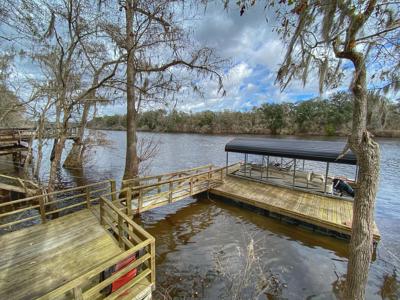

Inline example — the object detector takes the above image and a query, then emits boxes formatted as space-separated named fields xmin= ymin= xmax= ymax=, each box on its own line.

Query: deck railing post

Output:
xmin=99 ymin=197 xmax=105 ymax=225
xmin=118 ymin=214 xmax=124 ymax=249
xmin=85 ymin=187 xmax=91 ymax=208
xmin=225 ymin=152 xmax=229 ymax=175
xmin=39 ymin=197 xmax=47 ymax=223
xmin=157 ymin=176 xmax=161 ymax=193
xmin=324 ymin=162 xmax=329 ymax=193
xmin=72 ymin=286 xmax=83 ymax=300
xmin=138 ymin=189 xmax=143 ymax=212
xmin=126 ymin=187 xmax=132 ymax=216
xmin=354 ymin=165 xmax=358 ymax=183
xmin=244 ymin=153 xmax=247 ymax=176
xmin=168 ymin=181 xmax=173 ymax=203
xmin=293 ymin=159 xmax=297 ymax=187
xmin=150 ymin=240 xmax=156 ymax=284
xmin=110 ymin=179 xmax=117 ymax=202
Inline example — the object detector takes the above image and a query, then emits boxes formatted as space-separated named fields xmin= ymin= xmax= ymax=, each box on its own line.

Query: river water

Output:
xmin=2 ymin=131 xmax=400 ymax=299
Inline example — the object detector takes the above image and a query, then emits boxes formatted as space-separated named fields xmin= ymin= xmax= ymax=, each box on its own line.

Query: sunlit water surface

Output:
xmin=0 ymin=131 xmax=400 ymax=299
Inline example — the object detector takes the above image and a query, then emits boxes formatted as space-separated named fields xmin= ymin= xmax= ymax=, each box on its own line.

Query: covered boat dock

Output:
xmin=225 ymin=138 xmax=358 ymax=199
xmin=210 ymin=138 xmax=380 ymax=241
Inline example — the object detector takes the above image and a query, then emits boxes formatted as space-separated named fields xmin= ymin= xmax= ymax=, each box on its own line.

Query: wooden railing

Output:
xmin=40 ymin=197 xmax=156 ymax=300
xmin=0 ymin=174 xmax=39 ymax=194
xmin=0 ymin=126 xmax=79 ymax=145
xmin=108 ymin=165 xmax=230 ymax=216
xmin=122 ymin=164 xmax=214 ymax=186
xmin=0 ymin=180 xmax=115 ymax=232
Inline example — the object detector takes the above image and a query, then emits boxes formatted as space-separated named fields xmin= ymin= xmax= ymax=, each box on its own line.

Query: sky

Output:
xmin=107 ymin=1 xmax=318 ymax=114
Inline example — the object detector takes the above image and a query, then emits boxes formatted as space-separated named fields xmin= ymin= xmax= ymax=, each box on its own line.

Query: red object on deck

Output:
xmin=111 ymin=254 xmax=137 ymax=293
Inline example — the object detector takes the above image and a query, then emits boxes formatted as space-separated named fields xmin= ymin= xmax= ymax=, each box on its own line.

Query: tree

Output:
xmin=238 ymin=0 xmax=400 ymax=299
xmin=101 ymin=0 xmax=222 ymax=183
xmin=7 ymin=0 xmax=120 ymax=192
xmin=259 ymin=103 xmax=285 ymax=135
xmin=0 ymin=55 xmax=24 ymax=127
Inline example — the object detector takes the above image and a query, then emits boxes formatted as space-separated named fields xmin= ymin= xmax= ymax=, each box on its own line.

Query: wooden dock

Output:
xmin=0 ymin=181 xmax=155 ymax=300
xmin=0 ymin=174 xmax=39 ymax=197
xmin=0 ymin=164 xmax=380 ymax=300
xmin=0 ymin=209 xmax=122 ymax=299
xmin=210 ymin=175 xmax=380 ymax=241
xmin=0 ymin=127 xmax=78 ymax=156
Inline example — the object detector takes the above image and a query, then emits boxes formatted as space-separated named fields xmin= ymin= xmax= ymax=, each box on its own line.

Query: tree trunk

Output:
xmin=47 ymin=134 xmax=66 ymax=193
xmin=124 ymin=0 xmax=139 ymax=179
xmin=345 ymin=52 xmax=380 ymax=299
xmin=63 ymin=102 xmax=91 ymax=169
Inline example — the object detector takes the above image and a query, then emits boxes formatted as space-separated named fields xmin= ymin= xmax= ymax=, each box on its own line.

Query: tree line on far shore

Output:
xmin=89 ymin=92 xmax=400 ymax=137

-*-

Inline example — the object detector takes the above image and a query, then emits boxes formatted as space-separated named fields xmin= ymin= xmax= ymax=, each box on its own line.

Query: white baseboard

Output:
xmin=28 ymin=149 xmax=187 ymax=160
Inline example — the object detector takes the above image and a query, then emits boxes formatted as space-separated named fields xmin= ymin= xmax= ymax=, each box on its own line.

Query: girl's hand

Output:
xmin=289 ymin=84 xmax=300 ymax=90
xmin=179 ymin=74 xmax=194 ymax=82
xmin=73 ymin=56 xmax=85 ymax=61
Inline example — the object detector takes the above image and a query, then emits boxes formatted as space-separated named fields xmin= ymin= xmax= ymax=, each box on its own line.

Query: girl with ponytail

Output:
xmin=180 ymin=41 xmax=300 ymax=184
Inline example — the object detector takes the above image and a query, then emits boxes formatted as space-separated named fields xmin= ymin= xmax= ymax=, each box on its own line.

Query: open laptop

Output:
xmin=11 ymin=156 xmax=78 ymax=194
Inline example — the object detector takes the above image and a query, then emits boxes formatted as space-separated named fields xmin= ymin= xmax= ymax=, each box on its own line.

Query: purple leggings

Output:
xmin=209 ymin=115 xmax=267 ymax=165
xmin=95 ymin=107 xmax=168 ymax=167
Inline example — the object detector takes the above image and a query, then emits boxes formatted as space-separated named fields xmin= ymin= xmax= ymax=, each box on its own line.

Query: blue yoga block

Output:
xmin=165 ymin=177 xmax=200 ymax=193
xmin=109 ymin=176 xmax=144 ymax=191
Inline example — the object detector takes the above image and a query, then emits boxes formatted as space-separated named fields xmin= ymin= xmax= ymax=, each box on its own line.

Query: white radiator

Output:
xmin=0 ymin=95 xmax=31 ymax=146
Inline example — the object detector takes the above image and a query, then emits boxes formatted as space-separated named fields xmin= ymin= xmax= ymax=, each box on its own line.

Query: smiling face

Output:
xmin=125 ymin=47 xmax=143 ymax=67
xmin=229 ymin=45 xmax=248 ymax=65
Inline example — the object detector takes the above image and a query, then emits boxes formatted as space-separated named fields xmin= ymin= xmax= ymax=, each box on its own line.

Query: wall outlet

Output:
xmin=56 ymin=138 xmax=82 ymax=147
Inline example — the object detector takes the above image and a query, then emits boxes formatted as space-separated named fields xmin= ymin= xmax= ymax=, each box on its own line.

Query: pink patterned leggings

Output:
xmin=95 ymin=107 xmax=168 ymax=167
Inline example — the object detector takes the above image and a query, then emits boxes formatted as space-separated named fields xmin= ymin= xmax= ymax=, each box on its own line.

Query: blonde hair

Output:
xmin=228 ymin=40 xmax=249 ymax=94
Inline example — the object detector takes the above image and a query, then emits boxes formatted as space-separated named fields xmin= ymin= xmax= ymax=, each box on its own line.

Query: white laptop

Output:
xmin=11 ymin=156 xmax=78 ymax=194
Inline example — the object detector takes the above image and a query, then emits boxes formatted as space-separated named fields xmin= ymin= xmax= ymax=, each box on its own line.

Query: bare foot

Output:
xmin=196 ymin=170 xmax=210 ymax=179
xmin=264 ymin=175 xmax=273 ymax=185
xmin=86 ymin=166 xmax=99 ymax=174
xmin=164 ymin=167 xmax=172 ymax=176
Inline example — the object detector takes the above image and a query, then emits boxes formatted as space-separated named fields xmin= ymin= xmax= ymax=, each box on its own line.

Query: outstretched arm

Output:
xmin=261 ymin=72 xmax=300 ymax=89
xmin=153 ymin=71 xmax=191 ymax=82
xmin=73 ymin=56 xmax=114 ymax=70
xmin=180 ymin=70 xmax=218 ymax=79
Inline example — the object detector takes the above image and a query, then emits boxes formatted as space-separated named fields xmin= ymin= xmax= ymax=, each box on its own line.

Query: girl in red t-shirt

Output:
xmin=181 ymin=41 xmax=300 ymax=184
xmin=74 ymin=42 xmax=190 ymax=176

-*-

[Aim] Count the lines in the rows above that contain the string "wooden", matching case exactly. Reply with the number alone.

[Full answer] 2